▶ Task brief:
Revise the data from its start through the line containing "<point>268,246</point>", inclusive, replacing "finger" with "thumb" and leaving everything else unchanged. Omit the pictures from your answer.

▶ Data in this exercise:
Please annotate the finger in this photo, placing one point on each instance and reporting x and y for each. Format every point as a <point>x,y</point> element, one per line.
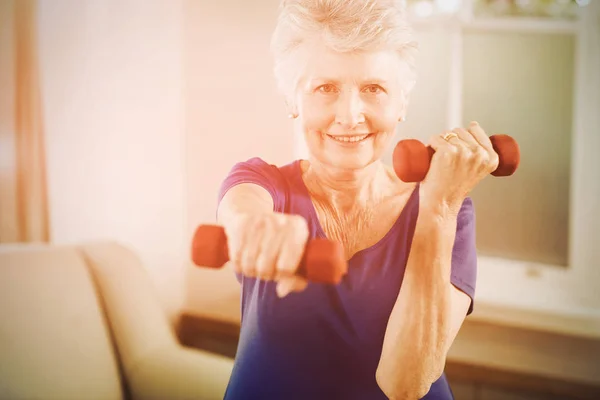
<point>293,245</point>
<point>439,144</point>
<point>480,135</point>
<point>467,137</point>
<point>489,156</point>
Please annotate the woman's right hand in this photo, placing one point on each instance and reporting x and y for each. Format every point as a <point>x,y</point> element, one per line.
<point>268,246</point>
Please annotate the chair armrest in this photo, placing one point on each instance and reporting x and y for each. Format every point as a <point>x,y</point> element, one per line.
<point>181,374</point>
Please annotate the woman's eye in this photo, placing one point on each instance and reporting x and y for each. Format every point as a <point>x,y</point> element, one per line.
<point>373,89</point>
<point>327,88</point>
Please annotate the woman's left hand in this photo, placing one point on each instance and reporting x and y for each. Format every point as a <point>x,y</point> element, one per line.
<point>457,166</point>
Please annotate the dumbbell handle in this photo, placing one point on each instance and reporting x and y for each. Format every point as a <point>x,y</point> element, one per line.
<point>323,260</point>
<point>412,159</point>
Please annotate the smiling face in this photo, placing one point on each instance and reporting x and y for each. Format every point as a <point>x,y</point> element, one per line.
<point>349,104</point>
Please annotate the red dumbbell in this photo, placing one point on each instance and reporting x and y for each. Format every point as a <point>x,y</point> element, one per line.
<point>411,158</point>
<point>323,261</point>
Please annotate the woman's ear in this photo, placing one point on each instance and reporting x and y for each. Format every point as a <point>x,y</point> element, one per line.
<point>291,109</point>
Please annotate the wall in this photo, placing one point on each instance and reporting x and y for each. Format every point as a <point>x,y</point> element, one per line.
<point>112,88</point>
<point>233,112</point>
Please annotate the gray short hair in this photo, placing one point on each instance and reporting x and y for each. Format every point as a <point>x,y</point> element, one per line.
<point>344,26</point>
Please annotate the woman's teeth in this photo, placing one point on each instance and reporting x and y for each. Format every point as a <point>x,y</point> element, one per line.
<point>349,139</point>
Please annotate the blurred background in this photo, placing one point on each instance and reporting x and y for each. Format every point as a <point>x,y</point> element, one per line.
<point>120,119</point>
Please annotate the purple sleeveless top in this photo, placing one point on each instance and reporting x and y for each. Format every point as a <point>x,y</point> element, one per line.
<point>325,342</point>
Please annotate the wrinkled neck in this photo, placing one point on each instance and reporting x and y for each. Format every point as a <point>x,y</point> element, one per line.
<point>347,190</point>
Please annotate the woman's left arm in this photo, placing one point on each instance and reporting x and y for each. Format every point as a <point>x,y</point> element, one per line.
<point>428,312</point>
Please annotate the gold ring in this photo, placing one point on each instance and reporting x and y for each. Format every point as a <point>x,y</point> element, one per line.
<point>449,135</point>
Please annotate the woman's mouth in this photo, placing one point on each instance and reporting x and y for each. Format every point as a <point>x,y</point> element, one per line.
<point>350,138</point>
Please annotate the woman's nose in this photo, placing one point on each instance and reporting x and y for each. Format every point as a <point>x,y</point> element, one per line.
<point>349,110</point>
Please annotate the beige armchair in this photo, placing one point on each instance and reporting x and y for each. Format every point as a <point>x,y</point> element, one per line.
<point>84,322</point>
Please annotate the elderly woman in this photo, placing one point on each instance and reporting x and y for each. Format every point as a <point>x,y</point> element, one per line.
<point>346,70</point>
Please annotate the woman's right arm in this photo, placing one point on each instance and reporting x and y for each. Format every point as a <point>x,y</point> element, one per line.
<point>263,243</point>
<point>245,198</point>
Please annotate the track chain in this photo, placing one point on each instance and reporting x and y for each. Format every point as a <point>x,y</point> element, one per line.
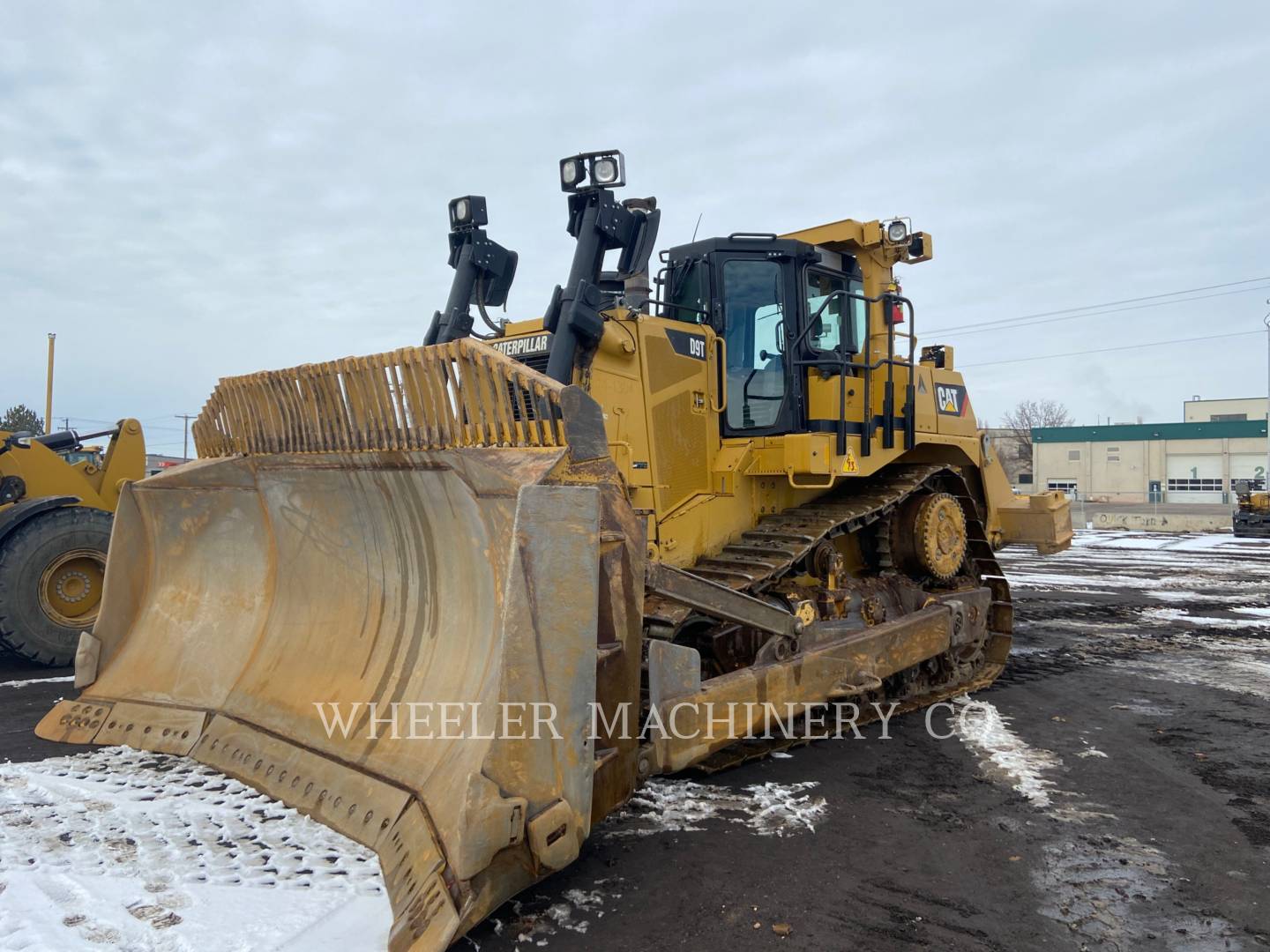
<point>761,556</point>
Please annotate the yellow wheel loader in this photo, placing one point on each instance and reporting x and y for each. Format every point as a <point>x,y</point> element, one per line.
<point>1252,512</point>
<point>459,600</point>
<point>55,527</point>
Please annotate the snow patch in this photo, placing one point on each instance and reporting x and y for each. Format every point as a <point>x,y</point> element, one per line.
<point>1237,675</point>
<point>681,807</point>
<point>1181,614</point>
<point>159,853</point>
<point>34,681</point>
<point>981,727</point>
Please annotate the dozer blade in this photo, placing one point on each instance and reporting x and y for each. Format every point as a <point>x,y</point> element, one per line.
<point>390,600</point>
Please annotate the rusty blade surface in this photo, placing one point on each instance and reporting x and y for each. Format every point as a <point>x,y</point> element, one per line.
<point>244,593</point>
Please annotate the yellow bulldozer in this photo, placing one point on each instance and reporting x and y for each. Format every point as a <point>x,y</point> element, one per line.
<point>459,600</point>
<point>56,509</point>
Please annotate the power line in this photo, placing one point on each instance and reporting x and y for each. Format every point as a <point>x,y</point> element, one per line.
<point>1108,349</point>
<point>1108,303</point>
<point>1091,314</point>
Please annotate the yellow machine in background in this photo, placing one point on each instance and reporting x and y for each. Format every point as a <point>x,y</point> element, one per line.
<point>55,527</point>
<point>753,490</point>
<point>1252,513</point>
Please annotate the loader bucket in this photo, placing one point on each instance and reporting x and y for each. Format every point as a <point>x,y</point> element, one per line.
<point>390,599</point>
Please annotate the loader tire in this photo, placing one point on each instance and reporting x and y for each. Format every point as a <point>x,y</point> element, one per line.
<point>51,570</point>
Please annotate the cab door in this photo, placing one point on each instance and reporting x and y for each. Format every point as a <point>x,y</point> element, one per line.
<point>755,309</point>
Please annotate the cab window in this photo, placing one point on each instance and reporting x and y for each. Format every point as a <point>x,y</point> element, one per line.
<point>755,337</point>
<point>689,292</point>
<point>842,323</point>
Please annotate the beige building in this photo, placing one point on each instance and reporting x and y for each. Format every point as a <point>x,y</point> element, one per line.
<point>1198,410</point>
<point>1156,462</point>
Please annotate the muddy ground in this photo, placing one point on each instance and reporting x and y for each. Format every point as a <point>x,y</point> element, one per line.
<point>1111,792</point>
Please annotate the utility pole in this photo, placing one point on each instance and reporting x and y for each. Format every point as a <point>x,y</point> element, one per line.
<point>49,387</point>
<point>184,450</point>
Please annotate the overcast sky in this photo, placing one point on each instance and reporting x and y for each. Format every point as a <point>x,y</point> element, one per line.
<point>193,190</point>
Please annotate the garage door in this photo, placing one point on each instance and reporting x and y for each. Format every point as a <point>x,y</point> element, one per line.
<point>1249,466</point>
<point>1194,479</point>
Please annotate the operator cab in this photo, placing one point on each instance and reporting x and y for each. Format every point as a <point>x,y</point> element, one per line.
<point>780,305</point>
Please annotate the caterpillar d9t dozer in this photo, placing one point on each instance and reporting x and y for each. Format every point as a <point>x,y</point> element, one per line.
<point>499,557</point>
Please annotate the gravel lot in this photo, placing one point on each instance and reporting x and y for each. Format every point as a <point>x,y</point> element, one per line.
<point>1111,791</point>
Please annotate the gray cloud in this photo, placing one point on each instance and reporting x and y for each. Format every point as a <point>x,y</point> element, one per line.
<point>197,190</point>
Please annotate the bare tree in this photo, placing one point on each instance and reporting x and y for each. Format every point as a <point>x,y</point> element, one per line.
<point>1034,413</point>
<point>22,418</point>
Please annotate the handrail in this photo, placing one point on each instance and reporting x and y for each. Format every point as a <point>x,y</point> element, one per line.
<point>886,300</point>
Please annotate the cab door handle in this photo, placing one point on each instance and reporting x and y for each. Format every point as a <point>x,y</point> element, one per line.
<point>721,378</point>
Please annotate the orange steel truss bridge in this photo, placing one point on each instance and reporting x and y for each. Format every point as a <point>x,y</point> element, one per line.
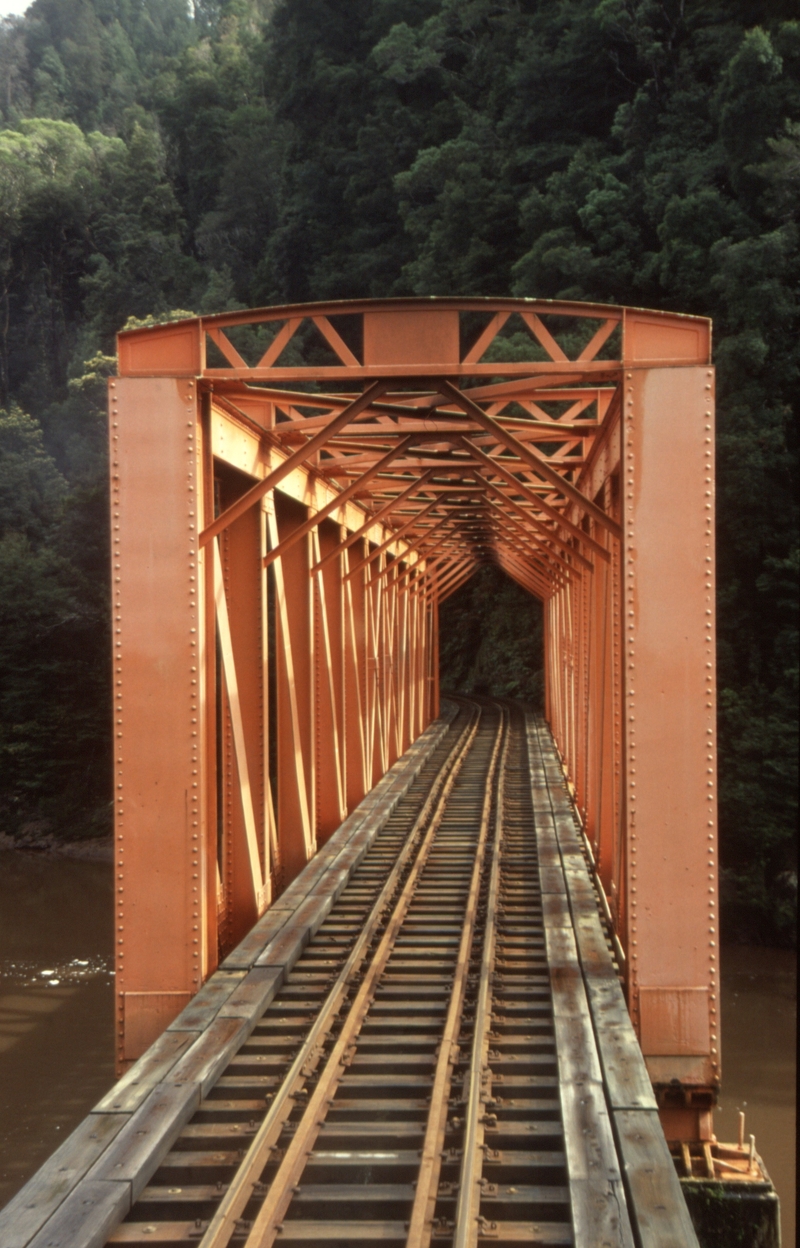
<point>305,834</point>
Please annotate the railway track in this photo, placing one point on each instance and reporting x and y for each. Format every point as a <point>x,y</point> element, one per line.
<point>403,1085</point>
<point>424,1041</point>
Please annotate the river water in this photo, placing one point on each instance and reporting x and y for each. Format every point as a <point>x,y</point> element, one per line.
<point>56,999</point>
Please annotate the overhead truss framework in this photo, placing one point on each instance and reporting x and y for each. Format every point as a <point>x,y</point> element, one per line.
<point>295,492</point>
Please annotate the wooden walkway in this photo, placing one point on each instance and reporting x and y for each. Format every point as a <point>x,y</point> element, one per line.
<point>423,1041</point>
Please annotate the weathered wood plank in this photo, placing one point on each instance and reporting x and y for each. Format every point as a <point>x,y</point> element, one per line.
<point>149,1135</point>
<point>657,1201</point>
<point>142,1077</point>
<point>86,1217</point>
<point>206,1060</point>
<point>30,1208</point>
<point>595,1183</point>
<point>253,994</point>
<point>205,1005</point>
<point>627,1082</point>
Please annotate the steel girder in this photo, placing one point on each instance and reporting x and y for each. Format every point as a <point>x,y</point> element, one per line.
<point>295,492</point>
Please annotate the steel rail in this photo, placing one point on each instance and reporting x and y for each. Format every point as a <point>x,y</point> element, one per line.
<point>265,1227</point>
<point>468,1204</point>
<point>224,1223</point>
<point>421,1223</point>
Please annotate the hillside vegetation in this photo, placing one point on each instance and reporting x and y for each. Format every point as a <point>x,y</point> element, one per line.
<point>156,157</point>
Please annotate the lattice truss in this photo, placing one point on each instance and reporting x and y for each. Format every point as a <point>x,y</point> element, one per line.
<point>458,474</point>
<point>326,476</point>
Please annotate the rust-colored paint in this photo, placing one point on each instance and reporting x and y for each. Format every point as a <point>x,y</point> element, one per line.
<point>598,501</point>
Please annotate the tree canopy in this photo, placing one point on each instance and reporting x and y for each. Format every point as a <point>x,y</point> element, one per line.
<point>241,152</point>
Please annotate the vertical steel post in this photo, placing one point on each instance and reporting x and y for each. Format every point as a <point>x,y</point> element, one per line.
<point>159,687</point>
<point>669,749</point>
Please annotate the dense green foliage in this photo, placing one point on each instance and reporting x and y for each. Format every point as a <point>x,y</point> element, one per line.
<point>250,151</point>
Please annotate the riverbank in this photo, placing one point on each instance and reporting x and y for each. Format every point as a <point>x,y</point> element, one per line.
<point>56,1021</point>
<point>96,849</point>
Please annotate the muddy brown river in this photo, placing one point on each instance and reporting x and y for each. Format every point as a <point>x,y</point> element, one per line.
<point>56,994</point>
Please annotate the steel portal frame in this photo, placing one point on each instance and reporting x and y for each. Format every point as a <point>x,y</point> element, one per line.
<point>293,492</point>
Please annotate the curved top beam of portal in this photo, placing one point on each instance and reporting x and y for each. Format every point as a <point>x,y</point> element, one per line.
<point>472,429</point>
<point>429,337</point>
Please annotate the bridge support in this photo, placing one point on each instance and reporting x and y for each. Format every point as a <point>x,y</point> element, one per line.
<point>630,663</point>
<point>255,705</point>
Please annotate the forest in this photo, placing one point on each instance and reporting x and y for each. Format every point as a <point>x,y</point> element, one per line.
<point>157,157</point>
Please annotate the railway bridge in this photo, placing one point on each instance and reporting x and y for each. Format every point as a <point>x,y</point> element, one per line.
<point>392,969</point>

▶ Problem solution:
Please annotate the thumb in this photo, placing one point on each instance and reporting x and y for each. Format every point as a <point>x,y</point> element, one per line.
<point>293,245</point>
<point>439,144</point>
<point>480,135</point>
<point>467,137</point>
<point>489,156</point>
Please annotate the woman's right hand in this photo, placing one point on each instance and reporting x and y for each. Format every point as a <point>x,y</point> element, one per line.
<point>268,246</point>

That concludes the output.